Artigos - Governo do
PT
Escrito por Rodrigo
Sias
EXCELENTE ARTIGO
A novela do
Mensalão, leitores, enquanto exibe a aparência de produzir uma redentora vitória
do bem sobre o mal,
oculta uma segura vitória do mal sobre o
bem.
Aproximamo-nos dos últimos capítulos da novela "Mensalão", uma das poucas grandes obras da dramaturgia brasileira, encenada para tevê, que não foi mostrada nas telas da Globo. A novela rodou seus capítulos no até então obscuro canal da TV Justiça. Como convém às mais sadias exibições públicas, tudo parece apontar para uma consagradora vitória do bem sobre o mal. As patifarias, as maquinações, os fingimentos, foram, aos poucos, sendo descobertos. A maligna trama, que conspirou contra nossa democracia e contra os valores republicanos, foi aflorando do script e compondo um tecido lógico de participações, motivações e ações.
Foi uma novela diferente.
Muito diferente. Observe que o elenco principal jamais foi visto em cena.
Trata-se, portanto, de uma concepção inovadora, digna de Nelson Rodrigues! Uma
novela conduzida de tal forma que os personagens reais, malgrado terem sido
objeto de todos os capítulos, cada qual tendo seu próprio rol e rolo desfiado
ante os olhos do público, em momento algum se fizeram visíveis.
Mais notável ainda: à medida
em que a urdidura era desvelada e caminhava para seu grand finale, foi ganhando
forma, por trás do numeroso grupo de personagens, a figura central do drama - o
ator sem atuar, o motivador silencioso de toda a obra.

> LINHAS:
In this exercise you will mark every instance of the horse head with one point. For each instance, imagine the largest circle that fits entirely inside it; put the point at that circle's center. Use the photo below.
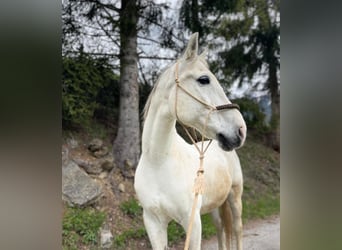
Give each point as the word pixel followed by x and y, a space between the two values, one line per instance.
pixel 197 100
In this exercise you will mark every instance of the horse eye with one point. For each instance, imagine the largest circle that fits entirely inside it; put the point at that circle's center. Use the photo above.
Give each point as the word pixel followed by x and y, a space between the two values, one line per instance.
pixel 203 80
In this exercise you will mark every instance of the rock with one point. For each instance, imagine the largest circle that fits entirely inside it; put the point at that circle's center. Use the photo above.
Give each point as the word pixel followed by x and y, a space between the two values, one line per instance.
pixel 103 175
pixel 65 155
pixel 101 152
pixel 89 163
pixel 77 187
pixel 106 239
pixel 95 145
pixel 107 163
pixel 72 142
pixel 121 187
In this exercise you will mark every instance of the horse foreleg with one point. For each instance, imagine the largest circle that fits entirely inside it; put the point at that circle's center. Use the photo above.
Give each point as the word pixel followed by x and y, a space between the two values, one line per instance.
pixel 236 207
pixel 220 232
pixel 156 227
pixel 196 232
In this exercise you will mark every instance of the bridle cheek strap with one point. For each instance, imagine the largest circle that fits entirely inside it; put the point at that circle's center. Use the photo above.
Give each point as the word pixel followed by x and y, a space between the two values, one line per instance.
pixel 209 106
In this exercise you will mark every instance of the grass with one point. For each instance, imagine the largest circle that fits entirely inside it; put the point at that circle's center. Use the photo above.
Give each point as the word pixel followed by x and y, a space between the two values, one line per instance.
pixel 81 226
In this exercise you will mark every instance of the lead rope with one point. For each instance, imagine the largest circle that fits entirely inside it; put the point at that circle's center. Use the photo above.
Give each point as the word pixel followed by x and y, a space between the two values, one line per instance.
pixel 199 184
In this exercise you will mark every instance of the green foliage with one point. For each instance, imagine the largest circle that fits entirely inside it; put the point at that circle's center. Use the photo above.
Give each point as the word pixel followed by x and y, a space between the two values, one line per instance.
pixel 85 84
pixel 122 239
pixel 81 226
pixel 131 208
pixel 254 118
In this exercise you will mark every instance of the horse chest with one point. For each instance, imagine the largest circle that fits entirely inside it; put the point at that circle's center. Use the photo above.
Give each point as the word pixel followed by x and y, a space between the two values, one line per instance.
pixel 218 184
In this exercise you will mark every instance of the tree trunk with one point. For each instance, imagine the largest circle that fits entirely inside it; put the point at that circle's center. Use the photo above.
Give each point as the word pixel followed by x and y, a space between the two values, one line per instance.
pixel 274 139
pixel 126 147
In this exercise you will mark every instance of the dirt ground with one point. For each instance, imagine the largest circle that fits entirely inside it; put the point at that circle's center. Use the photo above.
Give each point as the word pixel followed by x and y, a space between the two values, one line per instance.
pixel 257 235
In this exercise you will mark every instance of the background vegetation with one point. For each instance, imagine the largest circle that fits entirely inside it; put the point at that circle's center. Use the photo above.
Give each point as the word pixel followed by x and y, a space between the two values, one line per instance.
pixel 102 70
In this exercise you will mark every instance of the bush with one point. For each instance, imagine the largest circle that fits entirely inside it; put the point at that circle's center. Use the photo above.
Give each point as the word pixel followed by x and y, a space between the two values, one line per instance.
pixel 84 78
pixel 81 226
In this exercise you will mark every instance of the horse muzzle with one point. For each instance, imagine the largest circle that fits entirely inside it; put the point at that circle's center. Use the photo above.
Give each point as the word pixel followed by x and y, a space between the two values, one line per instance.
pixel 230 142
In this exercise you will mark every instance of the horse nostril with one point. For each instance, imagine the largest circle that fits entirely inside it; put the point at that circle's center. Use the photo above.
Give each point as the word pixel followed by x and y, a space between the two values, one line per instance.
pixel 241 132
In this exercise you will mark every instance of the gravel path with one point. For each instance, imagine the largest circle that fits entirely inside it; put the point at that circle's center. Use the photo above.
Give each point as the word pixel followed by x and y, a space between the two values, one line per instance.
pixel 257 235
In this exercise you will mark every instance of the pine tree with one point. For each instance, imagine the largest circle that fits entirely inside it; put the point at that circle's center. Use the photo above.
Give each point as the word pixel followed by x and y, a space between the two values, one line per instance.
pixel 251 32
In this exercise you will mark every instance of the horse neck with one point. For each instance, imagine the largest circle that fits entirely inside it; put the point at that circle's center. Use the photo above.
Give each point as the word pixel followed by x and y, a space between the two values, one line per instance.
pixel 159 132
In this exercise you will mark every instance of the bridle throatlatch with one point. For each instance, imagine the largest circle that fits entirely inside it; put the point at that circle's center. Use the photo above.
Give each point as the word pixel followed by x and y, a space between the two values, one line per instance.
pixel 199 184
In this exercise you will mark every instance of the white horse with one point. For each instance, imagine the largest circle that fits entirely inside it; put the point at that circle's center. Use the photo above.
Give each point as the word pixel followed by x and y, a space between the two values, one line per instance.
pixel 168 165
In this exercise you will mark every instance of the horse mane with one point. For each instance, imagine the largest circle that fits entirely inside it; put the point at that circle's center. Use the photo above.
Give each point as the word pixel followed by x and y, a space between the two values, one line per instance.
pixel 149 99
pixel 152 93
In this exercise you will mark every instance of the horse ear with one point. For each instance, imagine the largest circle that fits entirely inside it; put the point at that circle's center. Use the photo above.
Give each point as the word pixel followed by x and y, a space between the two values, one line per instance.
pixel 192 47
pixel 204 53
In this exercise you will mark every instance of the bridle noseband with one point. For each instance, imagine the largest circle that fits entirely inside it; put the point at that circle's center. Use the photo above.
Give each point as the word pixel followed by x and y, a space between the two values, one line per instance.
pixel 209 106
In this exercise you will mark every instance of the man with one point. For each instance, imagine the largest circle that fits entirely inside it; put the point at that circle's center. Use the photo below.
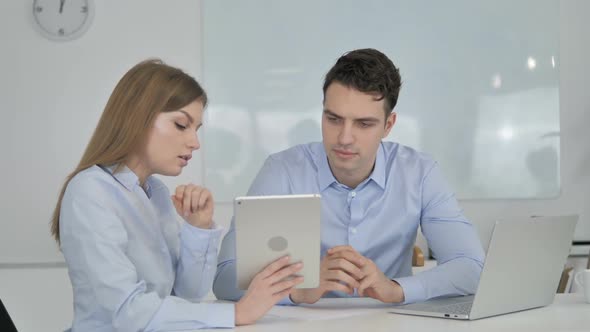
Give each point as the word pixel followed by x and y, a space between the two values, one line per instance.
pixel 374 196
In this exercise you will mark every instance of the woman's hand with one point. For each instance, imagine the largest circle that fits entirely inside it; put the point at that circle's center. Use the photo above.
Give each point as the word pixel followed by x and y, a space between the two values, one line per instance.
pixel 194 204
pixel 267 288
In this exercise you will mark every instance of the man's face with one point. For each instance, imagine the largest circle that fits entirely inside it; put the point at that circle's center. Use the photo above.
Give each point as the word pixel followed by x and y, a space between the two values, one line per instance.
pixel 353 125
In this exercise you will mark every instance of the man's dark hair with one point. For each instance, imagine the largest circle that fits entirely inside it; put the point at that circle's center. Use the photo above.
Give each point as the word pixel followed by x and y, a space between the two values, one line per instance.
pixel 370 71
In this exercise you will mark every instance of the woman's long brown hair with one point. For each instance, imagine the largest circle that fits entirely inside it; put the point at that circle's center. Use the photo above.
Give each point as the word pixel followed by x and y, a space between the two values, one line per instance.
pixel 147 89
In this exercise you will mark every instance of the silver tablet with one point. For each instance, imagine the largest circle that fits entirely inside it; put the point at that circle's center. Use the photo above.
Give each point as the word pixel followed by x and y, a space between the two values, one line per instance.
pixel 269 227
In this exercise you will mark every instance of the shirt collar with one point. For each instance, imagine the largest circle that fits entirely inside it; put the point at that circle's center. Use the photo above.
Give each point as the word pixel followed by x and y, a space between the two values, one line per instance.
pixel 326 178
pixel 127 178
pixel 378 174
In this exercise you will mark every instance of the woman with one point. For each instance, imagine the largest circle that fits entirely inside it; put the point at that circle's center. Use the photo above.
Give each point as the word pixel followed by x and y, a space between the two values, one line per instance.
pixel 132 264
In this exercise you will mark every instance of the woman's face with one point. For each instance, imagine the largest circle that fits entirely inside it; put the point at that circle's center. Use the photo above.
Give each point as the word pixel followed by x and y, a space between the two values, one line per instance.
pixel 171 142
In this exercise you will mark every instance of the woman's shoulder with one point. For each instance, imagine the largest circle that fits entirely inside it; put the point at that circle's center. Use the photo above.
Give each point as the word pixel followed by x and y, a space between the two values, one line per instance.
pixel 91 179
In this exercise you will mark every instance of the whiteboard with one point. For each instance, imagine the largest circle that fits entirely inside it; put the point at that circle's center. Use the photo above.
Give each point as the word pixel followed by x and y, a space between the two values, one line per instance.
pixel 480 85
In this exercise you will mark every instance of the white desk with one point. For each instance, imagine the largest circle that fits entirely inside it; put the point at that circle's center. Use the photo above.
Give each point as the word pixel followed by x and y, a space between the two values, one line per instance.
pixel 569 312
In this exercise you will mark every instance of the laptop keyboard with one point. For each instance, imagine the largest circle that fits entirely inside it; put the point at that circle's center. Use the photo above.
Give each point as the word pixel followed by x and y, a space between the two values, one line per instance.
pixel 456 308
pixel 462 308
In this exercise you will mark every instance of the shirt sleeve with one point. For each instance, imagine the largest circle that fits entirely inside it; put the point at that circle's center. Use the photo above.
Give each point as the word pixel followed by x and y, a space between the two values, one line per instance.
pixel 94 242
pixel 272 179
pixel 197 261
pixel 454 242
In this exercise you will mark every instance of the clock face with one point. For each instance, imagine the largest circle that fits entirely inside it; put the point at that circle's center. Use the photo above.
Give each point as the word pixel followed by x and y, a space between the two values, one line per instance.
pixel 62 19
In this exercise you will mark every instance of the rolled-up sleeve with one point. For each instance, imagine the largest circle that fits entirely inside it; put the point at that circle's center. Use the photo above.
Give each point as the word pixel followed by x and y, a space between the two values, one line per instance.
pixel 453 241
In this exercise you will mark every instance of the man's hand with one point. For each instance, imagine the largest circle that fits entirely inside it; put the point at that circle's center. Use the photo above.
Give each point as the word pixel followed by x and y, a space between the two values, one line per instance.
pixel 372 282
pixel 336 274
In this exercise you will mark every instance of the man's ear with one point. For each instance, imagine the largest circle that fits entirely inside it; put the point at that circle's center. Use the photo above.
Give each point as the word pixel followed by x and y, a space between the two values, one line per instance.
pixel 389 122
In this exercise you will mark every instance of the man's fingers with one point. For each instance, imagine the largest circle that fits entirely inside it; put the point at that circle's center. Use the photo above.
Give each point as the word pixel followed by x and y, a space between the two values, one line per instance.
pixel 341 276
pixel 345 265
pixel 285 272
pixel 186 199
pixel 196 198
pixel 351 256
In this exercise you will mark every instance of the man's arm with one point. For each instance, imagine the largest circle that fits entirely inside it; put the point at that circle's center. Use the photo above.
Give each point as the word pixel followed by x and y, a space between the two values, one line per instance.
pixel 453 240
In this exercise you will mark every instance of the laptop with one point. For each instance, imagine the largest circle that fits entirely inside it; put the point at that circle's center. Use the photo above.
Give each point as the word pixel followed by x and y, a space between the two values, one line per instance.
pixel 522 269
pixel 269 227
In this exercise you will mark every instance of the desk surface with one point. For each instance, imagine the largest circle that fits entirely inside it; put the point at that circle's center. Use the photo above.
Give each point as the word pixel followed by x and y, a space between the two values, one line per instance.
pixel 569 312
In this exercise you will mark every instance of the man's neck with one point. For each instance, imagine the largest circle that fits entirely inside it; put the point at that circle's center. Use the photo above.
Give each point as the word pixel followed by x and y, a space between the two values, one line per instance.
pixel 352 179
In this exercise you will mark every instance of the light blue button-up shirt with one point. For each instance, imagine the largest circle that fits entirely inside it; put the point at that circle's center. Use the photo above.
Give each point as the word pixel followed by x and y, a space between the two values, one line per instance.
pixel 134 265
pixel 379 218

> OBJETIVO DA TAREFA: Dê continuidade ao texto sobre o Mensalão, começando logo após a última frase apresentada. As linhas formam um material à parte, independente do texto sobre o Mensalão.

> RESPOSTA DO EXERCÍCIO:
Mesmo inominado no roteiro,
mesmo envolto num véu de silêncios infinitos, ainda assim ele explode no centro
da trama como parte de um processo de elaboração mental do próprio
telespectador. E todos nós, sem exceção, se de repente nos fosse pedido, hoje,
para indicar o nome do cara por trás dos caras, não divergiríamos quanto ao seu
nome, ao seu apelido e ao seu sobrenome. É ou não coisa para se aplaudir de pé,
jogando flores ao palco?
Acertam-se, agora, os lances
finais. Afere-se, na balança de Têmis, o peso das culpas. Os personagens pagarão
por seus erros. Carregarão sobre si o encargo adicional de saberem que alguém,
maior do que todos eles, está em casa, tomando uma cervejinha e assistindo a
novela pela tevê.
Tenho certeza de que o leitor
destas linhas, ao compreender o quanto foi prodigiosa a novela que assistiu nos
últimos meses, deve estar se perguntando: "Por que a colocas no nível de Nelson
Rodrigues? Por que não Shakespeare?".
Respondo: os personagens
canalhas de Nelson Rodrigues foram insuperáveis. Não há nada assim em
Shakespeare. A novela do Mensalão, leitores, enquanto exibe a aparência de
produzir uma redentora vitória do bem sobre o mal, oculta uma segura vitória do
mal sobre o bem.
Em algum lugar do país, o cara
por trás dos caras afirma que a novela não existiu e ri do drama vivido pelos
que foram apanhados nas largas malhas com que nossas instituições capturam
peixes!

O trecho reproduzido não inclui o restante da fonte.